(The data Opens)
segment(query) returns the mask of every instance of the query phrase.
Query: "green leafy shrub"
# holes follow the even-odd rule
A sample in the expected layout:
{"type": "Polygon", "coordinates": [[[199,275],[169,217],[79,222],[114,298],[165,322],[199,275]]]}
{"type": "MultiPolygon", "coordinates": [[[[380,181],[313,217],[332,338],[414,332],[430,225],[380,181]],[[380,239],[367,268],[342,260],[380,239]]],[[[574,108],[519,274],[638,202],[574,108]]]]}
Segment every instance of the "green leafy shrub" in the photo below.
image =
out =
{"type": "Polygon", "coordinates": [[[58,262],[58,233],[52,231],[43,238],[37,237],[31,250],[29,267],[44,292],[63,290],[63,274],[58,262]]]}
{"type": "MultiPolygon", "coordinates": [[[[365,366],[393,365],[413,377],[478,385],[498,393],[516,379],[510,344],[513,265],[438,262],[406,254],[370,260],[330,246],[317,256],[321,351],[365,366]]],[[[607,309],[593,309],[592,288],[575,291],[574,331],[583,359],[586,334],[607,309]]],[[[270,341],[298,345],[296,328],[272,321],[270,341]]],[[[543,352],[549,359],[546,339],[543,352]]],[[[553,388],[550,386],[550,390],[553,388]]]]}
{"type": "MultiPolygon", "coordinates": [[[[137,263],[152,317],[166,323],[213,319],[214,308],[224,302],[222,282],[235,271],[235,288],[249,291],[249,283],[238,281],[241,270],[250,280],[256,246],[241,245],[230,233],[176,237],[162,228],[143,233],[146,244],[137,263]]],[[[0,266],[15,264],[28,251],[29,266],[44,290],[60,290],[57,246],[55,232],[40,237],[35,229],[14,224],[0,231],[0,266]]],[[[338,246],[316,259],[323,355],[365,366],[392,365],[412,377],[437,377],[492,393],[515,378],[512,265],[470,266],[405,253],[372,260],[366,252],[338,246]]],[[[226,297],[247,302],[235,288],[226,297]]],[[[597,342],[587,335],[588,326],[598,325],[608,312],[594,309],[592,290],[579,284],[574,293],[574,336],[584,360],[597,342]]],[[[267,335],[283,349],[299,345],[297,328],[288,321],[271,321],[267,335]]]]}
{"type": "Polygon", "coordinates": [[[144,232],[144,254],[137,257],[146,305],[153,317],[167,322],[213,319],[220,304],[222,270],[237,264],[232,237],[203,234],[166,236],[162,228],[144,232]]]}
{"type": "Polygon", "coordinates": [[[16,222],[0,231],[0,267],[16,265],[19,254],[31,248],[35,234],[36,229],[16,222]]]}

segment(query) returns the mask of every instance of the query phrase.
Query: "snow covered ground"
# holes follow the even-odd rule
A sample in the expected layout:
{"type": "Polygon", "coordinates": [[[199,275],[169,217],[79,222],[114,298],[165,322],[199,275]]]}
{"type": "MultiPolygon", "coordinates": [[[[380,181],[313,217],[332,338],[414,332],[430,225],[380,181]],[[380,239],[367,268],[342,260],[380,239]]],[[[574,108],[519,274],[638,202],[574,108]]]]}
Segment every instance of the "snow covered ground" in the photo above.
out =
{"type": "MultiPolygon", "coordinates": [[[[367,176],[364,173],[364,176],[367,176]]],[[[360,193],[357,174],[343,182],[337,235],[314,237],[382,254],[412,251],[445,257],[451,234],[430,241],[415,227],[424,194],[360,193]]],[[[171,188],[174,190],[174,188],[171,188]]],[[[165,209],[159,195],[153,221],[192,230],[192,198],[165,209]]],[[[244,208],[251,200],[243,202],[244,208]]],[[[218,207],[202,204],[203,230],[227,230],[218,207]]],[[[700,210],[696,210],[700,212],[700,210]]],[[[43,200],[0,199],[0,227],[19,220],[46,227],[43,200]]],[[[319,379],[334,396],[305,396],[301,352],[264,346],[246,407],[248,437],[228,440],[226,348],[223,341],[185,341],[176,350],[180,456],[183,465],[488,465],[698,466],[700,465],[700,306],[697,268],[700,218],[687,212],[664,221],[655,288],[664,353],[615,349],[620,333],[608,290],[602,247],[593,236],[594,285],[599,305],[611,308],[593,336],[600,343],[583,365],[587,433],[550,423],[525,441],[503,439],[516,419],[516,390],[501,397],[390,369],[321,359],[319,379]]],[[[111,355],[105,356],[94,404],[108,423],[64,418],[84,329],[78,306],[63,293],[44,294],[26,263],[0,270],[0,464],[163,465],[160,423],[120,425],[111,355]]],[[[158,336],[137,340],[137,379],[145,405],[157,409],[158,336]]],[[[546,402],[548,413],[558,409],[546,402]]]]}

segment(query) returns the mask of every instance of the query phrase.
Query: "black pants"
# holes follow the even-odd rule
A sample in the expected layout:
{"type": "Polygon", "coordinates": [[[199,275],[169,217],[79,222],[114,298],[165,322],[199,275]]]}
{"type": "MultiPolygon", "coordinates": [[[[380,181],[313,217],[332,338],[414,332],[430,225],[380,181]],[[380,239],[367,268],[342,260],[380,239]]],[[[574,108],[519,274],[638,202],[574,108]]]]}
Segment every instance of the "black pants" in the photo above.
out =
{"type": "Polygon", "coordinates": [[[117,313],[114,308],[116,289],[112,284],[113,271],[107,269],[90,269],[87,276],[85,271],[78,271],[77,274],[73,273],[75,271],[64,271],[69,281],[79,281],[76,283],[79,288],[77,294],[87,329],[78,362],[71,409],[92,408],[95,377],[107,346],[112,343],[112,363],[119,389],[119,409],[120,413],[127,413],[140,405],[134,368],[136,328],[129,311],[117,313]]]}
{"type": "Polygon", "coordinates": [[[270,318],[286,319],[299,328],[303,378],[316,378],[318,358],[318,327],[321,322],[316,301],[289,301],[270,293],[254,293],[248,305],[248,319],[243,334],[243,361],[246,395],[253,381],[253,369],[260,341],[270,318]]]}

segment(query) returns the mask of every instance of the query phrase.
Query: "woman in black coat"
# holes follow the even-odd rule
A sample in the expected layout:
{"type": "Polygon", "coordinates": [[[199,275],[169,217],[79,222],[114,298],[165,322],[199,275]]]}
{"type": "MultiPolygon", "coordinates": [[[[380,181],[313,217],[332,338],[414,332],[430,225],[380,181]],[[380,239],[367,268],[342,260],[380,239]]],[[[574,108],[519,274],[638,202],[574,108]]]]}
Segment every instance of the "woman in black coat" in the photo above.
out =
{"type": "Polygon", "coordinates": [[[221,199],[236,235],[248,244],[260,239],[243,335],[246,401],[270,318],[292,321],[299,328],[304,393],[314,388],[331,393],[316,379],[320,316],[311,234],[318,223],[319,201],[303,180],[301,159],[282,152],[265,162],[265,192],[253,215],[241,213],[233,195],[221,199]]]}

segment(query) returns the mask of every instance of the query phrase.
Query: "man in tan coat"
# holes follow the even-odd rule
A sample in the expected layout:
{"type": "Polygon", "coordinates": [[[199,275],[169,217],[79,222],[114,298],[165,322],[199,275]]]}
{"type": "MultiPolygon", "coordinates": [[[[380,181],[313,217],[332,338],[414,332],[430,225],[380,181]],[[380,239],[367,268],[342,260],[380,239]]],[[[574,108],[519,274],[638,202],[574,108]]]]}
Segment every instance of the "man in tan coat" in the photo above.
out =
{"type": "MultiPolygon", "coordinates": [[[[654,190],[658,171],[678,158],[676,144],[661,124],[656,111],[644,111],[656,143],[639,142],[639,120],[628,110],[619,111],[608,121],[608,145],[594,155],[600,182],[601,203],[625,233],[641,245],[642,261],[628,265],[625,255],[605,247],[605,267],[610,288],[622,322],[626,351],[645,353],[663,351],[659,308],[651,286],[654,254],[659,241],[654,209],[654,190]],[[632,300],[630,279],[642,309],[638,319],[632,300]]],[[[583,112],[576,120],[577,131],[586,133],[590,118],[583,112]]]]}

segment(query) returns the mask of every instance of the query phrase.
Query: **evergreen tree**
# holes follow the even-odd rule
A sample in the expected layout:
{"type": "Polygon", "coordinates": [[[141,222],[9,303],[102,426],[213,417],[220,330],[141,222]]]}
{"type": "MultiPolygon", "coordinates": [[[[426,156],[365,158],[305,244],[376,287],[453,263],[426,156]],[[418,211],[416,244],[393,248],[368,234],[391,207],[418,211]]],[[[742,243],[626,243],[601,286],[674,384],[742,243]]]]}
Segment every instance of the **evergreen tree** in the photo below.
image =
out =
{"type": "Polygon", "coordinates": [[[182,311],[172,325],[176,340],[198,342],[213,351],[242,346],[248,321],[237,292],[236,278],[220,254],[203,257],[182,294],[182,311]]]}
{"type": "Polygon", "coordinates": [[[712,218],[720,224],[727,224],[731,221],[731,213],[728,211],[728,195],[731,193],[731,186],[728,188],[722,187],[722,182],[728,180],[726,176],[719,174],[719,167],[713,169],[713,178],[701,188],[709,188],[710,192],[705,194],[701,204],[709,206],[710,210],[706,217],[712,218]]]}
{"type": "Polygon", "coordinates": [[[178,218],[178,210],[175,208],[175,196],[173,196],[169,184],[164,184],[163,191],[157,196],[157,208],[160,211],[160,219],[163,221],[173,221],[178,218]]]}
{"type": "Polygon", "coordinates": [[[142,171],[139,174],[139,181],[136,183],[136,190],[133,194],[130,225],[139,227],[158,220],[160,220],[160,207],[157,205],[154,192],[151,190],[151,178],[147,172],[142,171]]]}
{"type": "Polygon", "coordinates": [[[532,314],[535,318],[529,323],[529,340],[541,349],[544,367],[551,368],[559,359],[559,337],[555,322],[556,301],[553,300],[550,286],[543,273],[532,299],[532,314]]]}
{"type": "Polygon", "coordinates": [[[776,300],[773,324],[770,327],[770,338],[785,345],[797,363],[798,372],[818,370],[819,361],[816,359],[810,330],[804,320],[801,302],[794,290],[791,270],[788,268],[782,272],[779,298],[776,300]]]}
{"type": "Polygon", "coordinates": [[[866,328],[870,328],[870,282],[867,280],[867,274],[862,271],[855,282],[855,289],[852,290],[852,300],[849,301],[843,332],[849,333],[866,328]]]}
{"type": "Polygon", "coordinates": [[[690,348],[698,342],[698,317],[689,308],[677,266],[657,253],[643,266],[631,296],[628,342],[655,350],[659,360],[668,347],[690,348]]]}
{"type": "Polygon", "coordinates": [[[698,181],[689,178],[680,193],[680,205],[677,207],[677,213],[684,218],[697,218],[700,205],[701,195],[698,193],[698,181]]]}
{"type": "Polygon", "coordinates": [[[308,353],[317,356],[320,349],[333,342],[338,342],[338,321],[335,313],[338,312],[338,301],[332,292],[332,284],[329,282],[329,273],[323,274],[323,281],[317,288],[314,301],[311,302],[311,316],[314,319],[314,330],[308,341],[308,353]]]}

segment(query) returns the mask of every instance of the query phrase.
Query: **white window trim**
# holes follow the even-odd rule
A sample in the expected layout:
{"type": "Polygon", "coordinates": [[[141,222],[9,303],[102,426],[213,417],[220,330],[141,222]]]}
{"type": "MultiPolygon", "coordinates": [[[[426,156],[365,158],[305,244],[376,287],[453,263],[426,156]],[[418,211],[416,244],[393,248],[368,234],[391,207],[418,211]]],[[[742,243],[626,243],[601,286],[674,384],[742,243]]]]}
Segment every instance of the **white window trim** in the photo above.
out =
(The data Closes)
*Task prompt*
In the data above, find each line that uses the string "trim". Copy it.

*Exercise answer*
Query: **white window trim**
Segment every instance of the **white window trim** in the photo above.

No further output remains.